- [Your assignment]: Would you go through the records below and copy each line with the string "positive"?
....
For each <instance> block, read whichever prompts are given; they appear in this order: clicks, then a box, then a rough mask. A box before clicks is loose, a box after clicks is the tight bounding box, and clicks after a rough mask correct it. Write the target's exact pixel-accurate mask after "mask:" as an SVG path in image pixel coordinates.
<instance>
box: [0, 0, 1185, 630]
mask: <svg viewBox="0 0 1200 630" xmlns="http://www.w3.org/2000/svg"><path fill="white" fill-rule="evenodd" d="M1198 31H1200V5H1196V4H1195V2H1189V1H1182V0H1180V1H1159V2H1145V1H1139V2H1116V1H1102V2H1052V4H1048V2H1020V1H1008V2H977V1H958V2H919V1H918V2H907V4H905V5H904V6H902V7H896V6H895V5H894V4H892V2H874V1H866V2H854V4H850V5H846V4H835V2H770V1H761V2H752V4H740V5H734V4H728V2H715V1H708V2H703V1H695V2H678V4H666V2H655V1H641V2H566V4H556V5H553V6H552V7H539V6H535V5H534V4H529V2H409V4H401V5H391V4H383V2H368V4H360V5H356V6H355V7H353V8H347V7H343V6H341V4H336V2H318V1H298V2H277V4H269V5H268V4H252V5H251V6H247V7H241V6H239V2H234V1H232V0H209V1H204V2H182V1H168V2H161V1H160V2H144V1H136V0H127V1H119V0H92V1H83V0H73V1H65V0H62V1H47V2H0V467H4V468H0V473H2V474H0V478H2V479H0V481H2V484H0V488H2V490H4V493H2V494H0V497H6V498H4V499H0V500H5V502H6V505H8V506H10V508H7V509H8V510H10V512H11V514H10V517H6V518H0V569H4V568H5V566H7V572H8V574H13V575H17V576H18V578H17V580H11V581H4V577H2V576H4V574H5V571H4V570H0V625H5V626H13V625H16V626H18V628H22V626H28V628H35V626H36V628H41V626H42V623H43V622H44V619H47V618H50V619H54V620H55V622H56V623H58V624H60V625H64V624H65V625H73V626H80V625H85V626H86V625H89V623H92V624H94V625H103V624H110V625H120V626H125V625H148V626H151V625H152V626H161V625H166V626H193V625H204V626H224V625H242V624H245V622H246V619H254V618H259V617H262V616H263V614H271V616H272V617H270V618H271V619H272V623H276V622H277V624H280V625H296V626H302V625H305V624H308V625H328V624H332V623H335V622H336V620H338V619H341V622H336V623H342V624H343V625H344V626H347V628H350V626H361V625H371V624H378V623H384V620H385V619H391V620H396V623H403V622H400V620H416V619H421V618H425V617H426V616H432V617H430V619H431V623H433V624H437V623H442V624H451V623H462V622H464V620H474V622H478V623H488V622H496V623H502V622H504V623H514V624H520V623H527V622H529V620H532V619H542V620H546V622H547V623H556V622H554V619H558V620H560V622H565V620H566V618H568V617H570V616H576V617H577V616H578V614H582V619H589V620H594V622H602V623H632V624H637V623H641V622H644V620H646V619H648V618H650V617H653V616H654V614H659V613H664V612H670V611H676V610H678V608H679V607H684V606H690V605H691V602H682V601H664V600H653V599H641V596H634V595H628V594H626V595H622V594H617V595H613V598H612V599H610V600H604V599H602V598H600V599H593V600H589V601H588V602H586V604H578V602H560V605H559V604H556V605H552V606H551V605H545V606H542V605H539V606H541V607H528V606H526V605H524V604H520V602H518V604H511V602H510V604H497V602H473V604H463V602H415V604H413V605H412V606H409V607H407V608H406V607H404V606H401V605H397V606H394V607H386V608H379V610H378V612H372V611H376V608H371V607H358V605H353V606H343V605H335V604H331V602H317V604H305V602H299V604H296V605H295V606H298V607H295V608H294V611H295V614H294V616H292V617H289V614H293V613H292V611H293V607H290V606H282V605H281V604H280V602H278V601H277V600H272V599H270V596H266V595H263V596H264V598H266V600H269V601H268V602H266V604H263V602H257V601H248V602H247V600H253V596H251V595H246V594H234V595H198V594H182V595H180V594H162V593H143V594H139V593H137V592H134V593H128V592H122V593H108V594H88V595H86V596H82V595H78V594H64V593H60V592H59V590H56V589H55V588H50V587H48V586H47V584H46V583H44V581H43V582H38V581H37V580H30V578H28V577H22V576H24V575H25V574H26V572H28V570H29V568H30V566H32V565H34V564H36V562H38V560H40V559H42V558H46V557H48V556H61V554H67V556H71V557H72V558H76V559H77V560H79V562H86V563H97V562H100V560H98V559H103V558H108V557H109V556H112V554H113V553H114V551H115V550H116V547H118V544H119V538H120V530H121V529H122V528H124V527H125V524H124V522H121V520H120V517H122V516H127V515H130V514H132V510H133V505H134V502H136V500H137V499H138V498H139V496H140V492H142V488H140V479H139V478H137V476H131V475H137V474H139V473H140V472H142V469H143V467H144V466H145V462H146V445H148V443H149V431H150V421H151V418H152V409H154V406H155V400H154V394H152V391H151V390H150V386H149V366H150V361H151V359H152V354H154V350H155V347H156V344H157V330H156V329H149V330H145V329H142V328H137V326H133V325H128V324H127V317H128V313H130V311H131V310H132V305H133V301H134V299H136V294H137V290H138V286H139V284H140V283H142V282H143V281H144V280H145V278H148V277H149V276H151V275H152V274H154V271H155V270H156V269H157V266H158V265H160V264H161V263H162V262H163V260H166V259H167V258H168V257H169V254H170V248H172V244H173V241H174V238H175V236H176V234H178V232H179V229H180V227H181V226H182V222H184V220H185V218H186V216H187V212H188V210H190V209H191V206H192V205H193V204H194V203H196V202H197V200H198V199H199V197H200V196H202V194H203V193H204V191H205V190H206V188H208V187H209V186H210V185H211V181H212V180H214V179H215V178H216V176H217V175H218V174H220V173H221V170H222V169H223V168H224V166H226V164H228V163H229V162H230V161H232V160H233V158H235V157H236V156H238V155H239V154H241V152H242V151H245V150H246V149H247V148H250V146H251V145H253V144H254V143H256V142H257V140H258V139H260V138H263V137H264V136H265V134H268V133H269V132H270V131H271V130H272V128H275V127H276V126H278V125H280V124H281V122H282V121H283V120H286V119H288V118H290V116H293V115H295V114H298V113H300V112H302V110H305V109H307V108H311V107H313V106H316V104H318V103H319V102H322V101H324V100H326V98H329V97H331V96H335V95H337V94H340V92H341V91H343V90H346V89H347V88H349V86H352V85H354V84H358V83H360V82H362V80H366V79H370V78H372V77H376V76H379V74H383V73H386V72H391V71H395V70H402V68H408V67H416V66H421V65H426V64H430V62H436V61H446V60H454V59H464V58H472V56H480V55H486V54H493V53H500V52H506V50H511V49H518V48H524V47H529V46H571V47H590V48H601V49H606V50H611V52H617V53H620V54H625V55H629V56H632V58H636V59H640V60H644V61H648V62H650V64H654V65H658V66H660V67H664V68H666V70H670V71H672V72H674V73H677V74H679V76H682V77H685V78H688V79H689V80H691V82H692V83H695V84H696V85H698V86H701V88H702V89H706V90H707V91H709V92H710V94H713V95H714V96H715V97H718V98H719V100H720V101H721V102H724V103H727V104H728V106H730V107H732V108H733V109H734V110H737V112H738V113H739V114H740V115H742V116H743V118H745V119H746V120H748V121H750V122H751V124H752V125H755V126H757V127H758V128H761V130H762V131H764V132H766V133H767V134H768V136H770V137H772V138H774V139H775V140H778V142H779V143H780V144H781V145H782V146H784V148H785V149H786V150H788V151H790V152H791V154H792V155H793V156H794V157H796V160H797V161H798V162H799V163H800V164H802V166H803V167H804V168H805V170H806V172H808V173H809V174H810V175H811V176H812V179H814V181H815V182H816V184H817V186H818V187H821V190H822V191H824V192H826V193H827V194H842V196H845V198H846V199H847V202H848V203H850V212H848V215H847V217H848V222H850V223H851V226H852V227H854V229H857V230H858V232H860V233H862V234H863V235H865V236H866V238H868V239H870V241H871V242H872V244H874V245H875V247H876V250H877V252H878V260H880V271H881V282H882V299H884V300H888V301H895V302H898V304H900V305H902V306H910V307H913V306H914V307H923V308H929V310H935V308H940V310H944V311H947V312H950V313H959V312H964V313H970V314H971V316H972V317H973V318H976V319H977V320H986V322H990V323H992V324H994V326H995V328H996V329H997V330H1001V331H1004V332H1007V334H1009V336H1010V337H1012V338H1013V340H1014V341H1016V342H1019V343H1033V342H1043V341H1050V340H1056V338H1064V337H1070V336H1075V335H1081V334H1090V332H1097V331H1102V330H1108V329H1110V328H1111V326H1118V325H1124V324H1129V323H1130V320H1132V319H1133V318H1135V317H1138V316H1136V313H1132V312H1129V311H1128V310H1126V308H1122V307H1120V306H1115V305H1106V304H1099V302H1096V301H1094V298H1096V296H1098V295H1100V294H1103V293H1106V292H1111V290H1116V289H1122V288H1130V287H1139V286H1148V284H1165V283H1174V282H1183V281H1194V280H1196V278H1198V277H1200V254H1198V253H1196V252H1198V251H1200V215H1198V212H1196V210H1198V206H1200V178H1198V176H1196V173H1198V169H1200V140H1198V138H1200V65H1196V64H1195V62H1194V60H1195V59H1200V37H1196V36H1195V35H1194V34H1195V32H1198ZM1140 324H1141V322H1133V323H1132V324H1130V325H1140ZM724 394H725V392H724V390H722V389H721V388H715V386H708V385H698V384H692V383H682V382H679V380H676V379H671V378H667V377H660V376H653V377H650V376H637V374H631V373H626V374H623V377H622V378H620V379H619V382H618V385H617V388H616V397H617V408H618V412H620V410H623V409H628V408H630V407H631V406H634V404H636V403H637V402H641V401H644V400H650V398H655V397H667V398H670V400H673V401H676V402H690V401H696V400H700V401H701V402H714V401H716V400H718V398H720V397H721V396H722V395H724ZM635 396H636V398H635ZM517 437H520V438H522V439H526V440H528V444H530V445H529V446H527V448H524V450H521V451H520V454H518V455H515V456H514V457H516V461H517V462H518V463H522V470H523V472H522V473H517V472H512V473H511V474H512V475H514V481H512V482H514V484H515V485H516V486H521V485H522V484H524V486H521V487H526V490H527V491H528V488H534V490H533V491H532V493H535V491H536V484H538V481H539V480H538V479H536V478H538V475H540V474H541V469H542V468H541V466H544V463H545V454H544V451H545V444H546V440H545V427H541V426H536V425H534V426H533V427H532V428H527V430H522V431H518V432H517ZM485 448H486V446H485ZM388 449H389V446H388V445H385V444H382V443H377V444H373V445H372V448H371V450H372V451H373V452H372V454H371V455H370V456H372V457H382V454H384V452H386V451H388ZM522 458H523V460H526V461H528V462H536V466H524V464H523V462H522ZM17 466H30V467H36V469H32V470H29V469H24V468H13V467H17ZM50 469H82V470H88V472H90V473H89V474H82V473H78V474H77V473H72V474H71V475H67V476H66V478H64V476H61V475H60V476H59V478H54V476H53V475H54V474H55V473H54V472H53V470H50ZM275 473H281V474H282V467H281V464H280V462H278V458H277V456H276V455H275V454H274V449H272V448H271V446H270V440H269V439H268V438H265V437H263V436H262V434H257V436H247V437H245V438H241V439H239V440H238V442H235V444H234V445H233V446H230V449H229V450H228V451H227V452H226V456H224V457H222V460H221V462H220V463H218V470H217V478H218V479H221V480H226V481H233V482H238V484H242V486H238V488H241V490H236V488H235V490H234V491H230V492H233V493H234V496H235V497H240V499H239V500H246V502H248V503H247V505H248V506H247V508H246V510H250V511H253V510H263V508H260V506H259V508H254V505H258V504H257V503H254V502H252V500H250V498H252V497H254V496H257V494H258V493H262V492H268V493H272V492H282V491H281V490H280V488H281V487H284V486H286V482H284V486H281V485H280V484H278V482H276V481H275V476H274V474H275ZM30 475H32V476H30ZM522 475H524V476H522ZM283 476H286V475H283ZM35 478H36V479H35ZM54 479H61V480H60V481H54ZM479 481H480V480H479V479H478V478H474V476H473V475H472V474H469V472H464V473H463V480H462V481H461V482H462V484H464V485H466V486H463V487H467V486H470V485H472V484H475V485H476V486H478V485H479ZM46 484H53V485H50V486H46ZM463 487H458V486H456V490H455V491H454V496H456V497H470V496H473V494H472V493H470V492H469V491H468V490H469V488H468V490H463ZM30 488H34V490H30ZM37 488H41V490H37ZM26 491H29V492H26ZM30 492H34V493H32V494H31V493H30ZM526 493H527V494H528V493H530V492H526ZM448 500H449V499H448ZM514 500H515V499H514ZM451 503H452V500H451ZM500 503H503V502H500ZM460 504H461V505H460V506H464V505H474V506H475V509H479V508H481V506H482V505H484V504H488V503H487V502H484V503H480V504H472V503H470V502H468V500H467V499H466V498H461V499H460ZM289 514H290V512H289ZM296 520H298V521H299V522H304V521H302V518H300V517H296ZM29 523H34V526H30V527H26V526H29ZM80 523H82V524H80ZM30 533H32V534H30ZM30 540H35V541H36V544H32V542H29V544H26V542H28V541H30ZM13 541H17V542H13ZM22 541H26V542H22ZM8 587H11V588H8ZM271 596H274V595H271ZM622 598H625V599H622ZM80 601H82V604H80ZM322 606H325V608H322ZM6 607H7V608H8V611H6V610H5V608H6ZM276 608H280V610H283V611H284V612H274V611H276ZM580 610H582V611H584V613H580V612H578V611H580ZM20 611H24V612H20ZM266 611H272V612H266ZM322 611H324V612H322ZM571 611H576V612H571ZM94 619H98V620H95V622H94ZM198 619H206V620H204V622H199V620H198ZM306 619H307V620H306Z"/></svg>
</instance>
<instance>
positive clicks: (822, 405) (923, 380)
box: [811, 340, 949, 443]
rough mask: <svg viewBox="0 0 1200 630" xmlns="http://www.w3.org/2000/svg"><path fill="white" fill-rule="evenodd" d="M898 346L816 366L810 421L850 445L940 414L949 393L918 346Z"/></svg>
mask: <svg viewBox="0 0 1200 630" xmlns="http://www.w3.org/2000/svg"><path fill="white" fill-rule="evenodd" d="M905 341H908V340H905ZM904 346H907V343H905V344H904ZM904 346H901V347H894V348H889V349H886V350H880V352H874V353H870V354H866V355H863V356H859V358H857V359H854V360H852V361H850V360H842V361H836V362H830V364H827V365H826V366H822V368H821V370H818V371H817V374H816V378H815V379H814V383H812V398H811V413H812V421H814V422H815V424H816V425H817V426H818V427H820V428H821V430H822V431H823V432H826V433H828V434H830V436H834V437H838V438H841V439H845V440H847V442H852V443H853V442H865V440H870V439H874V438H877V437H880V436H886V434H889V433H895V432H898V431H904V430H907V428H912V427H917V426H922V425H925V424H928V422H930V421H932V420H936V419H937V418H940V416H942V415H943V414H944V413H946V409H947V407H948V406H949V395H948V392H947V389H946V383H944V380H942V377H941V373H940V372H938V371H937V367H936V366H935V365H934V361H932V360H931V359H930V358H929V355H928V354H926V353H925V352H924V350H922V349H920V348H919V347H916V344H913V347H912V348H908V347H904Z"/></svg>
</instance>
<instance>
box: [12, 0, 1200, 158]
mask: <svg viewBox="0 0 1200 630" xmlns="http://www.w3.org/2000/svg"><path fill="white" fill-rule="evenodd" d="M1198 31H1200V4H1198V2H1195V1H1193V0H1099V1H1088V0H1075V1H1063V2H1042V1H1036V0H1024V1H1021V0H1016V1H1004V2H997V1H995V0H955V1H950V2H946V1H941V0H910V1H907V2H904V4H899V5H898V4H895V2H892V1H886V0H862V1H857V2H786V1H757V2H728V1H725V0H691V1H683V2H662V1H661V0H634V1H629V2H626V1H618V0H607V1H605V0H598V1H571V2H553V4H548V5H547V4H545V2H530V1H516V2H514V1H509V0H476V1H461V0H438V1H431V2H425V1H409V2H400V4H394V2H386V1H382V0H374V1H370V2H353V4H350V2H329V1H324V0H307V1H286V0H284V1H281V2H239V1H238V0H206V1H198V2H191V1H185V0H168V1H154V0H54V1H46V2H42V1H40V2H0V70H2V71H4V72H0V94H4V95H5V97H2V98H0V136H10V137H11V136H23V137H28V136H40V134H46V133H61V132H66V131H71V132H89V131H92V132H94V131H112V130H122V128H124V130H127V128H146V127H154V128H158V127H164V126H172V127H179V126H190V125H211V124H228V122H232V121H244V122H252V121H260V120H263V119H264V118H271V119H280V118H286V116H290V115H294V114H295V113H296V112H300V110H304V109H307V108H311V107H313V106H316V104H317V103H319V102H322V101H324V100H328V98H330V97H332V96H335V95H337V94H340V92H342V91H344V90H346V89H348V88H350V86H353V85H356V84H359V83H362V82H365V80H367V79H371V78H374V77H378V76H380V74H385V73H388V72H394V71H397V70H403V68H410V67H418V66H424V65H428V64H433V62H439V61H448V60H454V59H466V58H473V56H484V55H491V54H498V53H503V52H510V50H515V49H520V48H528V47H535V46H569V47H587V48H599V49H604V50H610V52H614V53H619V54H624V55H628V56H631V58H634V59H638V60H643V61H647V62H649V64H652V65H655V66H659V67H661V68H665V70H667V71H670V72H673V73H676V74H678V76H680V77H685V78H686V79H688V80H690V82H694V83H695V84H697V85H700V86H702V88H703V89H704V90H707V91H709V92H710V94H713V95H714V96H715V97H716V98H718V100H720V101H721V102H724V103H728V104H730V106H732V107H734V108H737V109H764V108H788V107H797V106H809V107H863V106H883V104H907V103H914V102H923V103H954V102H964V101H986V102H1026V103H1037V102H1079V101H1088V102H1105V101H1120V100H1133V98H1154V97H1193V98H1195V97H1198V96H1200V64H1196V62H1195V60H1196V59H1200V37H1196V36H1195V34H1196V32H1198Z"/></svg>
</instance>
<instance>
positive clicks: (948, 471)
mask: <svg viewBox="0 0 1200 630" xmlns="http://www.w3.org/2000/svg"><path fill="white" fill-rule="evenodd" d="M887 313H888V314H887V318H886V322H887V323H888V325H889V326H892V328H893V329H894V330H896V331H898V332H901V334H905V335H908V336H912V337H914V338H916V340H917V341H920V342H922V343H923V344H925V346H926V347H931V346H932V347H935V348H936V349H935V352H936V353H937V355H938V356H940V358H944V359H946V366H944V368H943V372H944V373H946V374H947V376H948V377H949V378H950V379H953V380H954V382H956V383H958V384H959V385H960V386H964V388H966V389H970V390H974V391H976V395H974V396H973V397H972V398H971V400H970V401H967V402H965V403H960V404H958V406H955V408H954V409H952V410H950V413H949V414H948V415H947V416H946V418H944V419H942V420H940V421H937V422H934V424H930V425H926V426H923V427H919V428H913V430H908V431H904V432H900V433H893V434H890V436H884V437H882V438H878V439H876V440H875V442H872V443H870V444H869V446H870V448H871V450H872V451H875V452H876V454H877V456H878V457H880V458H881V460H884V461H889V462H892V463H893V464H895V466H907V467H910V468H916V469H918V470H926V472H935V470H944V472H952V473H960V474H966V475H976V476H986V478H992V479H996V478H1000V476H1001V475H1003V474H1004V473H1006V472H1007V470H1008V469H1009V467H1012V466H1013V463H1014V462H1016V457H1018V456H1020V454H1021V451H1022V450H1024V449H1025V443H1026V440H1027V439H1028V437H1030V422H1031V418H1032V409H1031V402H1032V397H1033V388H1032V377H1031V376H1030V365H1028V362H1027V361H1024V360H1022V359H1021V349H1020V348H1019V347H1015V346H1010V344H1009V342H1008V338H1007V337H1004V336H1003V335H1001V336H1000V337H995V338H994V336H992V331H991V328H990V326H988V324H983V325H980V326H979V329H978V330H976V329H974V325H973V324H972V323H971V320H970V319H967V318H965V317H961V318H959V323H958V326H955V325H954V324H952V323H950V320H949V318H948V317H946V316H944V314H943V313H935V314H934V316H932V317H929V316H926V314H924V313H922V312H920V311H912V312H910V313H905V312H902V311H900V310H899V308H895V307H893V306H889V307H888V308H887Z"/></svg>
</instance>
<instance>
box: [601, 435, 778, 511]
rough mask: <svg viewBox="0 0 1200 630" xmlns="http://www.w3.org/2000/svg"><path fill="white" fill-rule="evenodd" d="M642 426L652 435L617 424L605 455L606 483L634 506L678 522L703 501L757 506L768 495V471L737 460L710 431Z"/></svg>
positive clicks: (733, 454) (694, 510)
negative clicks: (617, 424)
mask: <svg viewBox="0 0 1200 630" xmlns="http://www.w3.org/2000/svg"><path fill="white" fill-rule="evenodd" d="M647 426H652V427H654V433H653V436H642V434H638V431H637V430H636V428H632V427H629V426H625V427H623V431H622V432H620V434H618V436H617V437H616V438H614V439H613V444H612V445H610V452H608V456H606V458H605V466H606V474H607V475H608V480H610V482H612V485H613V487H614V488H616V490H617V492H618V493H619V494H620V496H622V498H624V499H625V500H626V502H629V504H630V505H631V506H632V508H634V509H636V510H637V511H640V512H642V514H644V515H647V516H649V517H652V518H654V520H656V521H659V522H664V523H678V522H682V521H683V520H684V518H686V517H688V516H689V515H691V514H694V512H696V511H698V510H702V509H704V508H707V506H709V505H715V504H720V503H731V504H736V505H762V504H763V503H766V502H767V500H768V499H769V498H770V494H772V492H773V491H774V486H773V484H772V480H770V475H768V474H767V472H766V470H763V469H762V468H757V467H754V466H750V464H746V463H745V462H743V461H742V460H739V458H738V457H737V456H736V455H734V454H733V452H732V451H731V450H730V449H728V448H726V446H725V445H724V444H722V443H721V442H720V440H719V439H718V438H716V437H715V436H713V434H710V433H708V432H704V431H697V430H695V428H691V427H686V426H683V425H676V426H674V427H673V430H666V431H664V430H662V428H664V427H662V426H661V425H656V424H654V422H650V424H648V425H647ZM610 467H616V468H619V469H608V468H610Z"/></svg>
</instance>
....
- [Response to the task]:
positive clicks: (822, 405) (923, 380)
positive clicks: (948, 471)
positive clicks: (733, 454) (694, 510)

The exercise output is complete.